Reading text
I agree, therefore, with the
dissenting justices and would order a new trial.
ESTEY J.:—The appellant's
conviction for murder was affirmed by a majority of the learned judges in the
Appellate Court of British Columbia. Mr. Justice O'Halloran, dissenting, would
have substituted a verdict of manslaughter, while Mr. Justice Davey, also
dissenting, would have awarded a new trial.
The appellant, in giving evidence
on his own behalf, admitted that he, Chow Bew and two others, in the afternoon
of January 6, 1955, had agreed to rob the deceased Ah Wing that night
at his store in Vancouver. About 9:30 that evening the four proceeded in an
automobile and parked at a place near the store of the deceased. Ah Wing was a
Chinaman about sixty-five years of age whom they referred to as an old man who
would not offer much resistance. Though they were without weapons, they were
prepared to exercise physical strength in order to overcome such resistance as
the deceased might offer. Only two of the four entered the store and, while in
the course of their intent to rob, such force was applied to the person of the
deceased, by the appellant and Chow Bew or one of them, as to cause his death.
The appellant admitted that, as
arranged, he entered the store first and in a matter of minutes Chow Bew
[Page 111]
entered. When there were no
customers present the appellant asked the deceased for a can of meat which he
knew would be toward the back of the store. In order to obtain this can the
deceased turned his back upon the appellant, who thereupon put his hand over
his mouth and an arm around his neck. At the same time Chow Bew put out the
lights, locked the front and opened the back door. They were in the store
approximately ten minutes and at some point appellant handed the deceased over
to Chow Bew. At that time, the appellant deposed, the deceased was struggling
and endeavouring to make a noise and was doing the same when later, while Chow
Bew was still holding him, the appellant searched his person for money. The appellant
further stated that when Chow Bew took over the deceased he searched the
premises for money and, as the store was in darkness, he did not know what Chow
Bew was doing to the deceased and, because of their understanding that they
would not cause serious bodily harm to the deceased, he neither knew nor ought
to have known that the infliction of grievous bodily harm upon, or the wilful
stopping of the breath of Ah Wing was a probable consequence of what Chow Bew
did to the deceased.

Data listing
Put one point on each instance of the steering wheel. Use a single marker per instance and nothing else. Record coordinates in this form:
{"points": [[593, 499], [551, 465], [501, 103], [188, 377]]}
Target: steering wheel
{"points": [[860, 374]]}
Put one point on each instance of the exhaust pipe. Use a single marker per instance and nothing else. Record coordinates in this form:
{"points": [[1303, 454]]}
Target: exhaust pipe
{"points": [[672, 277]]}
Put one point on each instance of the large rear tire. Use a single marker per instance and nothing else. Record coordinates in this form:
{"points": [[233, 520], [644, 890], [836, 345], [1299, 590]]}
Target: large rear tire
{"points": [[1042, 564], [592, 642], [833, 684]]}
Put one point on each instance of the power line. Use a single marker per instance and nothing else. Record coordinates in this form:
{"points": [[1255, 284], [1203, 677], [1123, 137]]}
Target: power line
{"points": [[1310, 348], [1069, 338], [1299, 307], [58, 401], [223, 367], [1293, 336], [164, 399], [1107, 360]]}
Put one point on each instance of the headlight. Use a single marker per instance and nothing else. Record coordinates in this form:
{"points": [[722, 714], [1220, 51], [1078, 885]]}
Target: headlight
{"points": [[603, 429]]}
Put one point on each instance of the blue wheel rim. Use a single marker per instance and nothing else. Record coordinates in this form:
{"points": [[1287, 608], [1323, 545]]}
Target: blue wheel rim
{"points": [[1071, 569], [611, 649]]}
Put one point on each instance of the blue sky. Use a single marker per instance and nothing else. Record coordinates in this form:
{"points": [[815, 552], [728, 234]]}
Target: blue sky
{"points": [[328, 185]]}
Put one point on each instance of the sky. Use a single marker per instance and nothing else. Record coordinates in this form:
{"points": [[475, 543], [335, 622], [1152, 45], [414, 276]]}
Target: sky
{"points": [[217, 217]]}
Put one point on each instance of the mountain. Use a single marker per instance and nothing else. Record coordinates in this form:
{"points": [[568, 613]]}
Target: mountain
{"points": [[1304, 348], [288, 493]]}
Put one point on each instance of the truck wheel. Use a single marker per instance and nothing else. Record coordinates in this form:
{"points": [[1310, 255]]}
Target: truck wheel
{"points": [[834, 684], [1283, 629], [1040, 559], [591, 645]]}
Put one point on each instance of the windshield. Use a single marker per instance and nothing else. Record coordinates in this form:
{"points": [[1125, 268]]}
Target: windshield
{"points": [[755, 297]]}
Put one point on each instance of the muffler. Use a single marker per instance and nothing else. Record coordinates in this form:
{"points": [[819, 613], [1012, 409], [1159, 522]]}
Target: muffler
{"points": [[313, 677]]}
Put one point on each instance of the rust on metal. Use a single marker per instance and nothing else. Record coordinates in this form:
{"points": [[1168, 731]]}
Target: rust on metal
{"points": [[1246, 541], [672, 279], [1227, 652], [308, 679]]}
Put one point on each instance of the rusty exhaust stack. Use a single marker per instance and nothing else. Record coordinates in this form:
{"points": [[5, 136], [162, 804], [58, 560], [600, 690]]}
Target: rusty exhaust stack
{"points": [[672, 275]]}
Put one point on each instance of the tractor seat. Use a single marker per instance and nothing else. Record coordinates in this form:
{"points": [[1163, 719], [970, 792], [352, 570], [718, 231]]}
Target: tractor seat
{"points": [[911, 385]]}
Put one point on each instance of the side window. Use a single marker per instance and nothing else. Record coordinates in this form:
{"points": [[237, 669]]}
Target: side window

What this exercise asks
A) In the judgment on the Ah Wing robbery, what did the appellant ask the deceased for once no customers were present?
B) Carry on the judgment on the Ah Wing robbery from the point where it stops.
The rows come from a separate source.

In response
A) A can of meat that he knew would be toward the back of the store.

B)
Under s. 260 of the Criminal
Code, so far as its provisions are relevant to the facts in this case, one
in the course of committing a robbery will be guilty of murder, whether he knew
or ought to have known that death was likely to ensue, if he means to inflict
grievous bodily injury for the purpose of facilitating the commission of the
robbery and death ensues, or if he, by any means, wilfully stops the breath of
a person in order to facilitate the commission of the offence and death ensues
from such stoppage. Under this section it was open to the jury to find that the
appellant's participation was such that he was guilty of murder.
However, the main contentions
advanced on behalf of the appellant were that Chow Bew had inflicted the fatal
injury (although based on what the appellant alleged had been told him by Bew)
and that he was not a party to the murder as a participant under s. 260, nor
was he made so by virtue of the provisions of s-ss. (1) and (2) of s. 69. Under
s-s. (1) (s. 69), if the appellant did or omitted
[Page 112]
some act for the purpose of
aiding Chow Bew to commit the offence of murder, or abetted Chow Bew in the
commission of that offence, the jury might find the appellant guilty of murder.
It was, however, the contention on behalf of the appellant that, however much
he may have aided and abetted in the commission of the robbery, he never did
aid or abet, or in any way assist Chow Bew in the commission of the murder
within the meaning of s. 69 (1).
Under s-s. (2) (s. 69), if, as
here, the appellant and Chow Bew had formed a common intention to rob Ah Wing
and, while assisting each other in the prosecution of that robbery, Chow Bew
murdered Ah Wing, the appellant would be a party to the offence of murder if
the commission thereof was, or ought to have been known by him to be a probable
consequence of the prosecution of such robbery. I agree with the appellant that
these subsections ought to have been explained in such a manner that the jury
would understand the difference between the two and the respective effects
thereof in relation to the facts as adduced in evidence.
There was evidence in support of
issues under the foregoing sections which counsel for both parties apparently
discussed and certainly were dealt with by the learned trial judge in the
course of his charge. The learned trial judge, at the outset of his charge,
explained the functions of the jury, presumption of innocence, reasonable doubt
and other matters, and then devoted approximately twelve pages to a discussion
of the relevant statute law, including the foregoing ss. 260 and 69. In the
course thereof he selected the relevant portions of the sections and, in
illustrating their general effect, referred to parts of the evidence.
Thereafter in about eighteen pages, he discussed the evidence as given by the
respective witnesses. At the end thereof, and before discussing the evidence
and the issues raised on behalf of the appellant, the learned judge deemed it
advisable to summarize the law that he had explained in the earlier part of his
charge.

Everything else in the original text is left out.